▶ **EXERCISE**
For each statement below, say yes or no to whether it agrees with the text on the diabetes smartphone app, and quote the words of the text that decide it. 1. The research team was led by Haifeng Ye of East China Normal University. 2. The lights and cells were implanted under the skin of diabetic rats. 3. The blood glucose meter sends its readings to the app over Wi-Fi.

▶ **TEXT PASSAGE**
Forget shots – diabetes smartphone app tells cells when to produce insulin
Given that there are currently 415 million adults around the world with diabetes, it's not surprising there's a multi-billion dollar market for diabetic devices. Although technology has made managing the disease easier, it still involves taking blood samples to determine whether an insulin shot is needed, something that is fraught with complications since glucose levels can fluctuate due to a variety of reasons. But what if there was a way to trigger the body to produce insulin on demand? That's exactly what a team of scientists from China has done by creating a system that uses a smartphone to direct engineered cells to produce insulin when needed.
Led by East China Normal University's Haifeng Ye, the solution is inspired by smart home systems and marries telecommunications technology with two emerging fields of medicine: cell-based therapy and optogenetics, a technique that makes use of light to regulate cellular activity and one that has been used in a variety of novel experiments to restore heart rhythms, reverse blindness and activate predatory instincts in mice.
In this case, optogenetics plays a key role in enabling cells to process smartphone signals. Not only can light be generated by electronic commands, it can also trigger biological processes, such as circadian rhythms and in this case, gene expression. With this principle in mind, the team customized cells with a light-sensitive protein that can create insulin when illuminated by wirelessly powered far-red LEDs (FRLs). Both the lights and cells were then embedded in a soft bio-compatible sheath, which was implanted under the skin of diabetic mice.
In addition to these engineered cells, the system also comprises three other components: an Android-based smartphone app that controls the lights remotely; a control box containing an electromagnetic circuit that activates the lights; and a Bluetooth-enabled blood glucose meter that sends glycemic values to the smartphone app for analysis.

▶ **DATASET ENTRIES**
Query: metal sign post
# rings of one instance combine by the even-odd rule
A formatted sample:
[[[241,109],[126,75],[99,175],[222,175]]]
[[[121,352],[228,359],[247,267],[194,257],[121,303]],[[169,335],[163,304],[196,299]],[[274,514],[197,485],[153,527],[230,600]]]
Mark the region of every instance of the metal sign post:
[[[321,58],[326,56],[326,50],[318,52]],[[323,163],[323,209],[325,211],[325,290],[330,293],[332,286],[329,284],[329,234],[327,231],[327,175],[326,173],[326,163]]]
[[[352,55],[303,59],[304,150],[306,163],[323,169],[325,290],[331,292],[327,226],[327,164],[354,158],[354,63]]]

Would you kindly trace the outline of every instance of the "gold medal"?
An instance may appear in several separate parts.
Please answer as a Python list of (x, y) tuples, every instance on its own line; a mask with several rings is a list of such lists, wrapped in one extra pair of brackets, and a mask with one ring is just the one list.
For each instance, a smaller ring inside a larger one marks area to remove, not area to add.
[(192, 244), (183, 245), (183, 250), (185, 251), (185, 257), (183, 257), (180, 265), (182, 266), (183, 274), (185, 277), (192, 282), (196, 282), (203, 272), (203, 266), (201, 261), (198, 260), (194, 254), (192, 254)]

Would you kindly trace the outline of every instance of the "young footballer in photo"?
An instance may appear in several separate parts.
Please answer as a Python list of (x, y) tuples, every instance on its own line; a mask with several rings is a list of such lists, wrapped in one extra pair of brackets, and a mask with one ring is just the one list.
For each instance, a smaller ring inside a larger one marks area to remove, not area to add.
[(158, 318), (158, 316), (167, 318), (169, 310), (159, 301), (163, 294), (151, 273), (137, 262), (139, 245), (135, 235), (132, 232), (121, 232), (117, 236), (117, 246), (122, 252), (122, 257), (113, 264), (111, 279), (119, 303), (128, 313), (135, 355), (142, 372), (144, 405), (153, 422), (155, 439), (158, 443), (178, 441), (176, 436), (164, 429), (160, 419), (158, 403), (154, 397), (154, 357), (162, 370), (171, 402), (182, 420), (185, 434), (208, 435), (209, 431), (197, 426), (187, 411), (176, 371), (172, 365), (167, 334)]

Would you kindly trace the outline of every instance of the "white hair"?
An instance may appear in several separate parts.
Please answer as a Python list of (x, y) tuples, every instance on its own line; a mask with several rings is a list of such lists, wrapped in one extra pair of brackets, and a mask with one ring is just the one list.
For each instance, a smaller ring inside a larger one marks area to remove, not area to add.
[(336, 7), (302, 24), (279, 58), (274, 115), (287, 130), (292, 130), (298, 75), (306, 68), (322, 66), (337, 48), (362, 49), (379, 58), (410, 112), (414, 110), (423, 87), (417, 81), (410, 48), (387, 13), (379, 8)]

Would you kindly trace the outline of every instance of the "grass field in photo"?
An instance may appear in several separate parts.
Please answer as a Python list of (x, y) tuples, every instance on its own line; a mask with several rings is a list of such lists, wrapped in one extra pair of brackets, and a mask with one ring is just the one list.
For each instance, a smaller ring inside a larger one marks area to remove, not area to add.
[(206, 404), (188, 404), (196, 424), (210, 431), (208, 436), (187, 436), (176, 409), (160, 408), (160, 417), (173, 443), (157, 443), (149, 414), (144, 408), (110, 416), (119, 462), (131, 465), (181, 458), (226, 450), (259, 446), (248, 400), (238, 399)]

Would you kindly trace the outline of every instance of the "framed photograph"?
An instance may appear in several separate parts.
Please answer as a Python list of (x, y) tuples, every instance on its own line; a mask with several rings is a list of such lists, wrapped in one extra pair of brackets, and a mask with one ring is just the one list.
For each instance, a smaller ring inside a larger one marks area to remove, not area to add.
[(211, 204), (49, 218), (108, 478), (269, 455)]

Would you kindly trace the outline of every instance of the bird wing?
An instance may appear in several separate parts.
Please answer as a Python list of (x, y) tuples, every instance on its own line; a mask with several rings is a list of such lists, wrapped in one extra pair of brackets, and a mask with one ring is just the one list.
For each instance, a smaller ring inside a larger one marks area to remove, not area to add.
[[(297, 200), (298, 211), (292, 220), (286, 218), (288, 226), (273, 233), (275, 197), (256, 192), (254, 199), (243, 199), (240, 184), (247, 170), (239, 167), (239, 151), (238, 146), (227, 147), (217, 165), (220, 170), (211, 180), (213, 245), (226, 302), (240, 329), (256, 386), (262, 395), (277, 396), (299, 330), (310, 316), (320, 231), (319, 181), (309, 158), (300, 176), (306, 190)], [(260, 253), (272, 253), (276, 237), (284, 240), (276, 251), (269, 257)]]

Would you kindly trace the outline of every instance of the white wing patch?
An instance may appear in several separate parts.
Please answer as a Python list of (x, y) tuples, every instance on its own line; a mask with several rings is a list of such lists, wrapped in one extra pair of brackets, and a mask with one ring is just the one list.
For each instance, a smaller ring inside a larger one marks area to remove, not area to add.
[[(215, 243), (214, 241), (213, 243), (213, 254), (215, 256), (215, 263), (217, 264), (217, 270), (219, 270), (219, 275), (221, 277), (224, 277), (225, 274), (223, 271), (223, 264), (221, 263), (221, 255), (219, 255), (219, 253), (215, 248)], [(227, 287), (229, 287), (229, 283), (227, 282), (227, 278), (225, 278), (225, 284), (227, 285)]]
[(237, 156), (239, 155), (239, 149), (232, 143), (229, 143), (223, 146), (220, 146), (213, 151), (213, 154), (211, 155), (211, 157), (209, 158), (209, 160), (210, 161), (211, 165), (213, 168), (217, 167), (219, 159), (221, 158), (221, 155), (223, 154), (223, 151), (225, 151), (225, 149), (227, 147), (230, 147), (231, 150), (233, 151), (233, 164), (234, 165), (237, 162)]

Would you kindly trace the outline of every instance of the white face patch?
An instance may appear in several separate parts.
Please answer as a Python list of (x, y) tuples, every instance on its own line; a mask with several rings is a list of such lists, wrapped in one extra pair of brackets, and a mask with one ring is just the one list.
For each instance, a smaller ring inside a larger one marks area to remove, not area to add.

▶ **RESULT OF THIS EXERCISE**
1. Yes: "Led by East China Normal University's Haifeng Ye"
2. No: "which was implanted under the skin of diabetic mice"
3. No: "a Bluetooth-enabled blood glucose meter that sends glycemic values to the smartphone app for analysis"